Given exercise: Output the passage of the notes on the girls' games verbatim, starting with "I wanted to" and going on through "deal with it.".

>> BEGIN Source text

I wanted to make a few notes on things the girls are doing now, that I will possibly forget. So this is long and it's really more for me and my crappy memory than anything else.

On the way to our car, from our front door, we have to walk over a little storm drain type thing in the pavement. Wren has called this the "star pross" since we first moved in, and there's actually a pretty involved mythology around how you deal with it.

You can walk around it, if you're very deliberate about it. You can jump it, (preferred method) or if you step on it, either accidentally or on purpose, you must "bear walk" (hands and feet on the ground, butt in the air). You have to go really fast though, because touching the Star Pross unleashes the lions (or tigers, or in yesterday's case the "bat tiger"), and they will "get ya" if you don't get to the edge of the parking lot before they do.

Keep in mind that these are Star Pross lions, totally different from the cheetah who lives down another row of condos next to the pool. The only way to survive that pathway is to run full out as fast as you can (or if you happen to be on a tricyle, pedal really fast). This has caused more falls for Wren and Jane than I want to remember, but happily neither has yet been devoured or even seriously mauled by the cheetah.

Janey is "Jane Puppy" for at least 30% of the time currently. This involves talking in a super high pitched voice, lots of high pitched barking, and, depending on how filthy the ground is in any given place, walking on her hands and knees like a dog. Obviously the more filthy = the higher the likelihood of hands on the ground.

>> END Source text
>> BEGIN Dataset content

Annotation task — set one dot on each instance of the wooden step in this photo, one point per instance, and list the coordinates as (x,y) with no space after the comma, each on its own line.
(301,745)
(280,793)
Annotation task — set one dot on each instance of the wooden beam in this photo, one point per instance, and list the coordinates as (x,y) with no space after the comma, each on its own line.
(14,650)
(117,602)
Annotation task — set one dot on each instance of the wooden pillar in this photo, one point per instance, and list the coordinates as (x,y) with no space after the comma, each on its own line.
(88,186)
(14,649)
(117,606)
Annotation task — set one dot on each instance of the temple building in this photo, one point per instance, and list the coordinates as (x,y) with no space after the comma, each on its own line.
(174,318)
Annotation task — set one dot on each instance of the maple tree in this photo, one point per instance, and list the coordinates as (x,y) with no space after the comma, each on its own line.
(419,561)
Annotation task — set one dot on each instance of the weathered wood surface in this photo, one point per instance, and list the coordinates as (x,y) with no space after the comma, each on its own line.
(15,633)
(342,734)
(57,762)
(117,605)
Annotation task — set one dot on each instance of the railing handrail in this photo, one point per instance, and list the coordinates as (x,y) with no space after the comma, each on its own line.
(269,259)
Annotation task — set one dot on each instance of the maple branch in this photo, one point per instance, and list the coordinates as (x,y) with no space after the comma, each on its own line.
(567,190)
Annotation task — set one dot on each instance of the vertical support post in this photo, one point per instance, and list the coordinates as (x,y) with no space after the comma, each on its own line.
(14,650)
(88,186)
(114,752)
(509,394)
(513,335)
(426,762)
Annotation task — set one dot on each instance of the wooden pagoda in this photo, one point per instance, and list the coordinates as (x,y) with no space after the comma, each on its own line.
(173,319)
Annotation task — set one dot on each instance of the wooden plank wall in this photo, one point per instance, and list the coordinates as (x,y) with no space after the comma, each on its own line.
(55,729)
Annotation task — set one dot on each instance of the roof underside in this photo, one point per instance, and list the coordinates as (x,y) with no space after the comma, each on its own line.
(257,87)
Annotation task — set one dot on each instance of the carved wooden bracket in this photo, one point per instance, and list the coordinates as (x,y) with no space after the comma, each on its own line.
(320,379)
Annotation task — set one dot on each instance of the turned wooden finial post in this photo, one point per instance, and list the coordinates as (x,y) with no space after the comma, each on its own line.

>> END Dataset content

Solution for this exercise:
I wanted to make a few notes on things the girls are doing now, that I will possibly forget. So this is long and it's really more for me and my crappy memory than anything else.

On the way to our car, from our front door, we have to walk over a little storm drain type thing in the pavement. Wren has called this the "star pross" since we first moved in, and there's actually a pretty involved mythology around how you deal with it.